__Description of the task__. Would you transcribe the listing exactly as it stands, minus any images?
══ Source data ══
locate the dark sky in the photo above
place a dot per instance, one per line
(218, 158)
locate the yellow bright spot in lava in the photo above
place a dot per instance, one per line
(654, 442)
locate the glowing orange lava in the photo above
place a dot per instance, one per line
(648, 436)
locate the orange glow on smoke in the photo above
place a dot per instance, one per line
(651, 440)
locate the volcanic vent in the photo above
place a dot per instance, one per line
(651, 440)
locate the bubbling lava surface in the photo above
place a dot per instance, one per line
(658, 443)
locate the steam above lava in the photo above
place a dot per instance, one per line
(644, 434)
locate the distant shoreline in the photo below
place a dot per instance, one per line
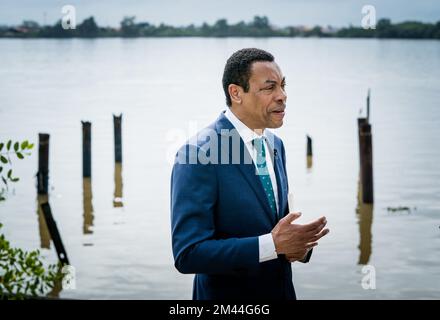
(260, 27)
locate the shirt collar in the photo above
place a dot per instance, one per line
(245, 132)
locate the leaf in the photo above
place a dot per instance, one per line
(24, 144)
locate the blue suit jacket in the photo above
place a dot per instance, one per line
(217, 213)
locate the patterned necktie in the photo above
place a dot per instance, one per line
═══
__Output below__.
locate the dark sky in the photo above
place a dot per instance, one per line
(218, 158)
locate the yellow bright spot in lava in the photo above
place a dot per instance, one per line
(654, 442)
locate the glowing orange lava in the photo above
place a dot per instance, one per line
(648, 436)
locate the orange glow on smoke in the photo above
place a dot per instance, one per line
(651, 440)
locate the volcanic vent in the photo above
place a dot per instance, one per line
(651, 440)
locate the bubbling lava surface in the photo above
place a dot per instance, one per line
(658, 443)
locate the steam above lava in the photo above
place a dot per instance, one per line
(644, 434)
locate the distant shoreline in the photo below
place a dot per instance, one per line
(260, 27)
locate the shirt collar in the photo above
place a dot per instance, one per line
(245, 132)
locate the leaf in the photo above
place a dot per instance, one per line
(24, 144)
locate the blue suit jacket in the photo above
place a dot per instance, one per line
(217, 213)
locate the patterned necktie in the photo above
place a dot per instance, one per line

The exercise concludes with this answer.